==== ESTRATTO DEL TESTO ====

Speciale

Leggere Le fiabe italiane

19 Ottobre 2023

Quando, negli anni Cinquanta, finito il fascismo e fatta l'Italia bisognava rifare gli italiani, saldarli in un'unità politica e culturale che fosse ampia, giocosa, senz'altro libera, l'editore Giulio Einaudi concordò con Italo Calvino la raccolta di duecento fiabe che, attingendo ai patrimoni regionali, andassero a costituire un solo serbatoio per tutti, dentro il quale chiunque potesse riconoscersi, dalle Alpi al Mediterraneo. Fu così che Calvino visse per anni "in mezzo a boschi e palazzi incantati”, come lui stesso racconta, cercando le magie e gli archetipi che ritornavano di città in città, di paese in paese, unendo i fili rossi e lasciando emergere le caratteristiche brillanti, uniche e ancestrali che rendevano ogni storia meritevole di essere narrata in quella precisa versione e in nessun'altra. Una parte del suo lavoro si concentrava sui contenuti e una parte sulla lingua – sempre inscindibili gli uni dall'altra, perché i dialetti nei quali lo scrittore rinveniva le fiabe non si limitavano a colorirle ma li caratterizzavano nell'esistenza; bisognava allora tradurle senza impoverirle, tradurle senza snaturarle ma facendo sì che i bambini di tutte le regioni arrivassero a sentire un affratellamento di origine, non retorico, con i bambini delle altre regioni.

Calvino descrive il suo intenso lavoro sull'italiano, una ricerca nata e creata immaginando che sui banchi e prima della buonanotte, nelle scuole e nelle case d'Italia, si parlasse la stessa lingua "arricchire sulla scorta delle varianti la versione scelta, quando si può farlo serbandone intatto il carattere, l'interna unità, in modo da renderla più piena ed articolata possibile; integrare con una mano leggera di invenzione i punti che paiono elisi o smozzicati; tener tutto sul piano d'un italiano mai troppo personale e mai troppo sbiadito, che per quanto è possibile affondi le radici del dialetto, senza sbalzi nell'espressioni ‘colte’ e sia elastico abbastanza per accogliere e incorporare dal dialetto le immagini, i giri di frase più espressivi e inconsueti”.

==== RECORD MOSTRATI ====

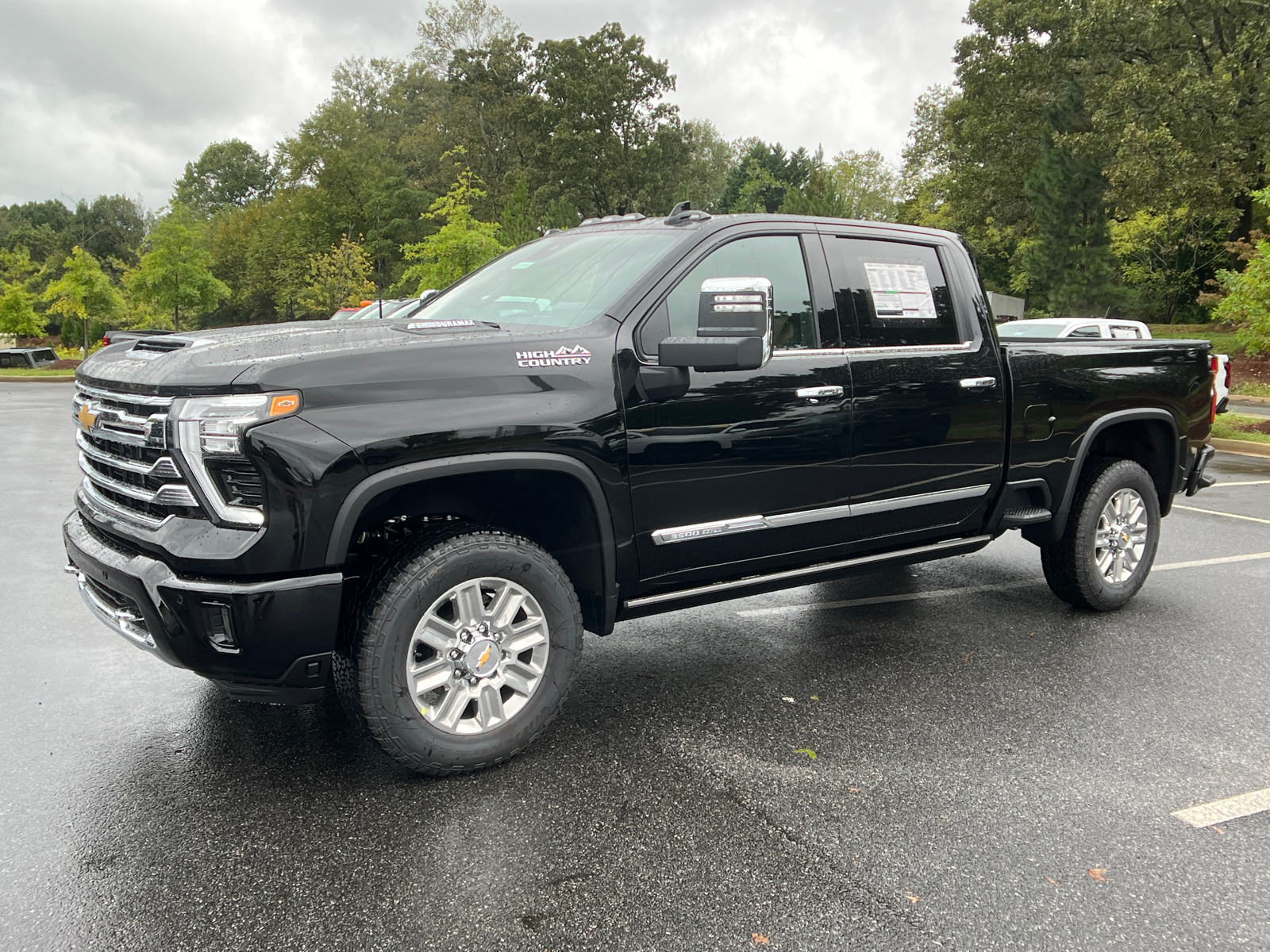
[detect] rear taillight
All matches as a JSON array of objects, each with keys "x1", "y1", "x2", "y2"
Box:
[{"x1": 1208, "y1": 357, "x2": 1218, "y2": 425}]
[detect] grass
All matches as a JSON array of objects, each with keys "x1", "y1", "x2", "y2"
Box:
[
  {"x1": 1211, "y1": 414, "x2": 1270, "y2": 443},
  {"x1": 1230, "y1": 383, "x2": 1270, "y2": 396},
  {"x1": 1147, "y1": 324, "x2": 1243, "y2": 357}
]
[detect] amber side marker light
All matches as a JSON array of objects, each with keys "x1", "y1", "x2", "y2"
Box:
[{"x1": 269, "y1": 393, "x2": 300, "y2": 416}]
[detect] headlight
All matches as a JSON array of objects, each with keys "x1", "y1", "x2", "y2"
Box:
[{"x1": 173, "y1": 393, "x2": 300, "y2": 527}]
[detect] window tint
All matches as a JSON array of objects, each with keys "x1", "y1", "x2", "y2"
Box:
[
  {"x1": 640, "y1": 235, "x2": 815, "y2": 354},
  {"x1": 826, "y1": 237, "x2": 961, "y2": 347}
]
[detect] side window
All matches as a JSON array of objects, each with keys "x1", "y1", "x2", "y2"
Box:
[
  {"x1": 640, "y1": 235, "x2": 815, "y2": 354},
  {"x1": 826, "y1": 237, "x2": 961, "y2": 347}
]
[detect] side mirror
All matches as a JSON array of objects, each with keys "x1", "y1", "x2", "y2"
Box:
[{"x1": 656, "y1": 278, "x2": 773, "y2": 372}]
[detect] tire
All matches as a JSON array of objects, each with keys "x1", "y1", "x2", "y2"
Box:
[
  {"x1": 335, "y1": 531, "x2": 582, "y2": 776},
  {"x1": 1040, "y1": 459, "x2": 1160, "y2": 612}
]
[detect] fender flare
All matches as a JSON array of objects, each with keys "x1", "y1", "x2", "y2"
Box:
[
  {"x1": 1037, "y1": 408, "x2": 1181, "y2": 537},
  {"x1": 326, "y1": 452, "x2": 618, "y2": 635}
]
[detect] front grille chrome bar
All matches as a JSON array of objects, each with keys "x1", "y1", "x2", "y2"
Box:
[
  {"x1": 75, "y1": 383, "x2": 176, "y2": 406},
  {"x1": 75, "y1": 430, "x2": 182, "y2": 480},
  {"x1": 80, "y1": 453, "x2": 198, "y2": 506},
  {"x1": 80, "y1": 476, "x2": 173, "y2": 531}
]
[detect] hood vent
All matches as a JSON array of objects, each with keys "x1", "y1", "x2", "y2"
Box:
[{"x1": 132, "y1": 335, "x2": 194, "y2": 353}]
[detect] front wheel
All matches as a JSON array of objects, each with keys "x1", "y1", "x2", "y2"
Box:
[
  {"x1": 1040, "y1": 459, "x2": 1160, "y2": 612},
  {"x1": 344, "y1": 532, "x2": 582, "y2": 774}
]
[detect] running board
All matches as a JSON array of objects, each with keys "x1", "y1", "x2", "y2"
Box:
[{"x1": 622, "y1": 536, "x2": 992, "y2": 611}]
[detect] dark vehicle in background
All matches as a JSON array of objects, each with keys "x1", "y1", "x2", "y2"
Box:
[
  {"x1": 64, "y1": 205, "x2": 1213, "y2": 774},
  {"x1": 0, "y1": 347, "x2": 57, "y2": 370}
]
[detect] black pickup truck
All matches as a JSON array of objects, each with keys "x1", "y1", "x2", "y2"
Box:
[{"x1": 64, "y1": 207, "x2": 1213, "y2": 773}]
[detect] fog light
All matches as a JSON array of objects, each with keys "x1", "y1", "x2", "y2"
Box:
[{"x1": 202, "y1": 601, "x2": 243, "y2": 655}]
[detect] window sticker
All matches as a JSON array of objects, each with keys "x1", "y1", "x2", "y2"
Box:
[{"x1": 865, "y1": 262, "x2": 937, "y2": 320}]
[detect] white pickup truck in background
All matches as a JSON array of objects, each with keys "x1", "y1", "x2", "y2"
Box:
[{"x1": 997, "y1": 317, "x2": 1230, "y2": 414}]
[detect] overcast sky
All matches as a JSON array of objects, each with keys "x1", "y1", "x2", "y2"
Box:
[{"x1": 0, "y1": 0, "x2": 968, "y2": 208}]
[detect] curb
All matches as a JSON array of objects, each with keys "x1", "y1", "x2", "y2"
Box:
[{"x1": 1208, "y1": 438, "x2": 1270, "y2": 455}]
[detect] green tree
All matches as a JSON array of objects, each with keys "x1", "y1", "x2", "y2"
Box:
[
  {"x1": 1024, "y1": 85, "x2": 1120, "y2": 315},
  {"x1": 672, "y1": 119, "x2": 735, "y2": 212},
  {"x1": 298, "y1": 235, "x2": 375, "y2": 317},
  {"x1": 532, "y1": 23, "x2": 686, "y2": 216},
  {"x1": 719, "y1": 138, "x2": 815, "y2": 213},
  {"x1": 173, "y1": 138, "x2": 273, "y2": 216},
  {"x1": 540, "y1": 198, "x2": 582, "y2": 231},
  {"x1": 125, "y1": 205, "x2": 231, "y2": 330},
  {"x1": 0, "y1": 281, "x2": 44, "y2": 338},
  {"x1": 411, "y1": 0, "x2": 517, "y2": 78},
  {"x1": 43, "y1": 248, "x2": 125, "y2": 354},
  {"x1": 400, "y1": 152, "x2": 506, "y2": 294},
  {"x1": 728, "y1": 159, "x2": 790, "y2": 214},
  {"x1": 499, "y1": 174, "x2": 538, "y2": 248},
  {"x1": 781, "y1": 150, "x2": 899, "y2": 221}
]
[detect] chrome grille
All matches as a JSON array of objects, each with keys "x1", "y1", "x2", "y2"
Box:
[{"x1": 72, "y1": 383, "x2": 207, "y2": 528}]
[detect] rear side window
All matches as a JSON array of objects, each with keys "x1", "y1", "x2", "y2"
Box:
[
  {"x1": 824, "y1": 237, "x2": 961, "y2": 347},
  {"x1": 640, "y1": 235, "x2": 815, "y2": 354}
]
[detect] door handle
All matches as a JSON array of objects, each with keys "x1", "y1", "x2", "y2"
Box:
[{"x1": 794, "y1": 387, "x2": 842, "y2": 400}]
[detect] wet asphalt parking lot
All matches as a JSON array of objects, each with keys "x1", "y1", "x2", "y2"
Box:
[{"x1": 0, "y1": 383, "x2": 1270, "y2": 952}]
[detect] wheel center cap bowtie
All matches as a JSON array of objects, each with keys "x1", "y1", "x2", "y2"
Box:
[{"x1": 466, "y1": 639, "x2": 503, "y2": 678}]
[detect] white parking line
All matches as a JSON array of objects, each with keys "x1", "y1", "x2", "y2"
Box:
[
  {"x1": 1171, "y1": 787, "x2": 1270, "y2": 827},
  {"x1": 1173, "y1": 503, "x2": 1270, "y2": 525},
  {"x1": 1151, "y1": 552, "x2": 1270, "y2": 573}
]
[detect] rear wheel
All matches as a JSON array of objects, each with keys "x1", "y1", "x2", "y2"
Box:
[
  {"x1": 1040, "y1": 459, "x2": 1160, "y2": 612},
  {"x1": 344, "y1": 532, "x2": 582, "y2": 774}
]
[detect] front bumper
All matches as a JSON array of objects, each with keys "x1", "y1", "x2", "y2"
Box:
[{"x1": 62, "y1": 512, "x2": 344, "y2": 703}]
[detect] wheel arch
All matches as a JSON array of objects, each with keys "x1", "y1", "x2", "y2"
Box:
[
  {"x1": 326, "y1": 452, "x2": 618, "y2": 635},
  {"x1": 1024, "y1": 408, "x2": 1183, "y2": 544}
]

====

PROBLEMA A: Riassumi in due frasi il testo su Le fiabe italiane.
PROBLEMA B: Trascrivi senza alcuna modifica le righe dei record a partire da quella che contiene "[detect] front bumper" e proseguendo fino alla fine dei record, includendo sia la prima sia l'ultima riga.

RISPOSTA CORRETTA A: Negli anni Cinquanta l'editore Giulio Einaudi concordò con Italo Calvino una raccolta di duecento fiabe tratte dai patrimoni regionali, perché formassero un solo serbatoio in cui chiunque potesse riconoscersi, dalle Alpi al Mediterraneo. Calvino lavorò per anni sia sui contenuti sia sulla lingua, traducendo le fiabe dai dialetti senza impoverirle né snaturarle, in un italiano mai troppo personale e mai troppo sbiadito.

RISPOSTA CORRETTA B:
[detect] front bumper
All matches as a JSON array of objects, each with keys "x1", "y1", "x2", "y2"
Box:
[{"x1": 62, "y1": 512, "x2": 344, "y2": 703}]
[detect] wheel arch
All matches as a JSON array of objects, each with keys "x1", "y1", "x2", "y2"
Box:
[
  {"x1": 326, "y1": 452, "x2": 618, "y2": 635},
  {"x1": 1024, "y1": 408, "x2": 1183, "y2": 544}
]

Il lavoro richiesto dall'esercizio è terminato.